▸ Exercise prompt
Rewrite the lines from the one containing "Readme: the locator spots each instance of the palm leaf" through the final line, inclusive, replacing "palm leaf" with "palm frond" throughout and keeping everything else unchanged.

▸ Recorded information
-------

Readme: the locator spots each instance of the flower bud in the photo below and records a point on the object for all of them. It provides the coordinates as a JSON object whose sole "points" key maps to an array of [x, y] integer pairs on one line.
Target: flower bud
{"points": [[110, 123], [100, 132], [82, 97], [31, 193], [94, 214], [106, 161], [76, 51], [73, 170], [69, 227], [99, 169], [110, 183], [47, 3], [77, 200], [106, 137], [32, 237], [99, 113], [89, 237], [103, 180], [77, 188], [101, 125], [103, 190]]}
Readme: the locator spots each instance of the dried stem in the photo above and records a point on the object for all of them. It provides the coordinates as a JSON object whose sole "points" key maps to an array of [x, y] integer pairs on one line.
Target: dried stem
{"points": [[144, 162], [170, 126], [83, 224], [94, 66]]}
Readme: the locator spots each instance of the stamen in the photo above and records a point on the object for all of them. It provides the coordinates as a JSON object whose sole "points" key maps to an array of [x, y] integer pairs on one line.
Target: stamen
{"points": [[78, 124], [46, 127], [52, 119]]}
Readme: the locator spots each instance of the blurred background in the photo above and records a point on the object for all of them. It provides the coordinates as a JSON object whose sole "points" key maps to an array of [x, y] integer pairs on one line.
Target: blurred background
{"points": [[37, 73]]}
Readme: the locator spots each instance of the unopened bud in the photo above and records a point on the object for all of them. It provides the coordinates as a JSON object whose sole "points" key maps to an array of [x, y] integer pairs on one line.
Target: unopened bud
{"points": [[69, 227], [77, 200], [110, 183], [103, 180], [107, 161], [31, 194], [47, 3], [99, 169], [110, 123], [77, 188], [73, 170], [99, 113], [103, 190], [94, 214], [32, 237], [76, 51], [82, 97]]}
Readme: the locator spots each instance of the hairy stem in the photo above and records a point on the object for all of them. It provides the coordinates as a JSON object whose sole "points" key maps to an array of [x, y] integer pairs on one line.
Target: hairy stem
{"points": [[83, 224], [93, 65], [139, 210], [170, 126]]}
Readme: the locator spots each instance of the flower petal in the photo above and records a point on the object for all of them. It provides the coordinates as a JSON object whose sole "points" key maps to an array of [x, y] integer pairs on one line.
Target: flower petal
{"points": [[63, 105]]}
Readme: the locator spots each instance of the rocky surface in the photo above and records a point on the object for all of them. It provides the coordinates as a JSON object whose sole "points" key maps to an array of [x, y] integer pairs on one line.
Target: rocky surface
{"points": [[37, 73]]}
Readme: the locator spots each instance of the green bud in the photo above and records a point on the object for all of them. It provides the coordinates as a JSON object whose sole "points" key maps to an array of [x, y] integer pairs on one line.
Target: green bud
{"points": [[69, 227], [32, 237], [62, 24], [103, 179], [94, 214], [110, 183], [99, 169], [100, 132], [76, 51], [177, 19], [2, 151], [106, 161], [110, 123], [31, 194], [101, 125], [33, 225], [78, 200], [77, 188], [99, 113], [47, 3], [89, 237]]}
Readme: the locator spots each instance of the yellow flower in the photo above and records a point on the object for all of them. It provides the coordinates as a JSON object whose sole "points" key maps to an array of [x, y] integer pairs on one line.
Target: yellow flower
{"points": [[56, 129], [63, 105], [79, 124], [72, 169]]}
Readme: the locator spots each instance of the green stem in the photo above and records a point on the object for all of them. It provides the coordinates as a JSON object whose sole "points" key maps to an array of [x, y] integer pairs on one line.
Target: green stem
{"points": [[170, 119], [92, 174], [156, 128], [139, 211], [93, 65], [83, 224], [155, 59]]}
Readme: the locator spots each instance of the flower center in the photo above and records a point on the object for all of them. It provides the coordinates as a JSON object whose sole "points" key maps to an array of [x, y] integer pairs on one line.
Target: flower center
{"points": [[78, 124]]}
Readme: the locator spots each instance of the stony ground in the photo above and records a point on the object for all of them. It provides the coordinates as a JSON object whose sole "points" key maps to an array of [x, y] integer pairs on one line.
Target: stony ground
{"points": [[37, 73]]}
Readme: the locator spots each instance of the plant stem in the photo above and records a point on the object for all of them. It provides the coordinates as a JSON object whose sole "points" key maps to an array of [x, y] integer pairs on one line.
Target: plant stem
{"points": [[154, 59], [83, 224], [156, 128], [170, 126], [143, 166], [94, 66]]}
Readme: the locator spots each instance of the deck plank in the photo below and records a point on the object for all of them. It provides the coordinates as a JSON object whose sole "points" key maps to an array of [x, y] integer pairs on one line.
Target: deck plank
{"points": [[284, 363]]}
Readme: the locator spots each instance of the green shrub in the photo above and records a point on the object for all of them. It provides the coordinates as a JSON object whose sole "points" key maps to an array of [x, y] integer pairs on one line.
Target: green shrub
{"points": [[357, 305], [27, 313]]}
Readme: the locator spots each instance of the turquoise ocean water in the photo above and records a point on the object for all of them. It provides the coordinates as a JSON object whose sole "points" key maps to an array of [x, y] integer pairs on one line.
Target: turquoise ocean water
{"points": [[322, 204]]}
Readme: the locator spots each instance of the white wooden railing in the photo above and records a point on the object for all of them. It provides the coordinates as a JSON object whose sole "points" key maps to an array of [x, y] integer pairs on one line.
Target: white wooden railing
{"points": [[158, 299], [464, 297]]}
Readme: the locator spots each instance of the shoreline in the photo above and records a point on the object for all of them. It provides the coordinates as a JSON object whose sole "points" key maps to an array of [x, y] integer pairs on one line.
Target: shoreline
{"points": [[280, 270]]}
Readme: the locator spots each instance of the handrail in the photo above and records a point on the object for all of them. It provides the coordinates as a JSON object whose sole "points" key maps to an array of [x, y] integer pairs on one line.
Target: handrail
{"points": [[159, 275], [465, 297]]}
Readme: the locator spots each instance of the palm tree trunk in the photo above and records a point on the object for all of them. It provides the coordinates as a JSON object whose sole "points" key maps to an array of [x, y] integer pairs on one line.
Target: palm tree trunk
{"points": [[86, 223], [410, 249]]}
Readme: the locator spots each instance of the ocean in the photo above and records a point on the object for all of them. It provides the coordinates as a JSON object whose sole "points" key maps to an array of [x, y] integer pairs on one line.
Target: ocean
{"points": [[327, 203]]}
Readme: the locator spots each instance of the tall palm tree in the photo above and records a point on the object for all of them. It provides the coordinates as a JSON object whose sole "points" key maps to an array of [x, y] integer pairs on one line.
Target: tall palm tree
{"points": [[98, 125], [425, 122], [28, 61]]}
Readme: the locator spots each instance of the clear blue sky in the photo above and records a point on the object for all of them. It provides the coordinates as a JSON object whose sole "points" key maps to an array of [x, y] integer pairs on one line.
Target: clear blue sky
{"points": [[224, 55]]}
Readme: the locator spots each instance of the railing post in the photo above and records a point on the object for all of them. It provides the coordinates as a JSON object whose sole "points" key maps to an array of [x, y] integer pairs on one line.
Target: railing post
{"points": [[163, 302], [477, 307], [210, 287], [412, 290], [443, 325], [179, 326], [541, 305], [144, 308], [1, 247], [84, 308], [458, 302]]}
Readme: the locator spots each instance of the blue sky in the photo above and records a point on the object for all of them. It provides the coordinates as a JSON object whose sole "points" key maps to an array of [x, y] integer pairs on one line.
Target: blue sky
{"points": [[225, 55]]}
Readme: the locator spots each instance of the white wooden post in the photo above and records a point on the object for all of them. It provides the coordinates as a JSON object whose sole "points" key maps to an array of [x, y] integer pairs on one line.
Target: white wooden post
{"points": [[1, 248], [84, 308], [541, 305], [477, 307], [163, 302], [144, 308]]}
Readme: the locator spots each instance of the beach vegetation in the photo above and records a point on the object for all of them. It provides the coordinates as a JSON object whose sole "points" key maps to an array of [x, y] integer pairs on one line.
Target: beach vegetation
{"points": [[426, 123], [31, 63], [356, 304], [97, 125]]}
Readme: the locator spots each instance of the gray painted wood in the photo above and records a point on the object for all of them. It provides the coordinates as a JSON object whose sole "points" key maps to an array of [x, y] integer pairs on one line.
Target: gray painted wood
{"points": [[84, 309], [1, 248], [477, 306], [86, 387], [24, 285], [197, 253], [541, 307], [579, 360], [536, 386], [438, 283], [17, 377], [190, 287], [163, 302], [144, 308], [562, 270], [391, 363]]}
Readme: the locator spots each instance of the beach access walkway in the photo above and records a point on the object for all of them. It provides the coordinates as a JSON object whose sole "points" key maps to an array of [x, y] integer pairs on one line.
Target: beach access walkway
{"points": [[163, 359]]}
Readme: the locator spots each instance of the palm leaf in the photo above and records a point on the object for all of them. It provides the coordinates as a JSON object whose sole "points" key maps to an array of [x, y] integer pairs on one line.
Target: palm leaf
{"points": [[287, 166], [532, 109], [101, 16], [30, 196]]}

-------

▸ Result of the task
Readme: the locator spots each instance of the palm frond in the photo above and records a point on the object for all of them. It provides the coordinates as a JSON object whose sole "points" key maps to an array of [x, y] integer pairs on one line.
Target: palm frond
{"points": [[287, 166], [532, 109], [101, 16], [30, 196]]}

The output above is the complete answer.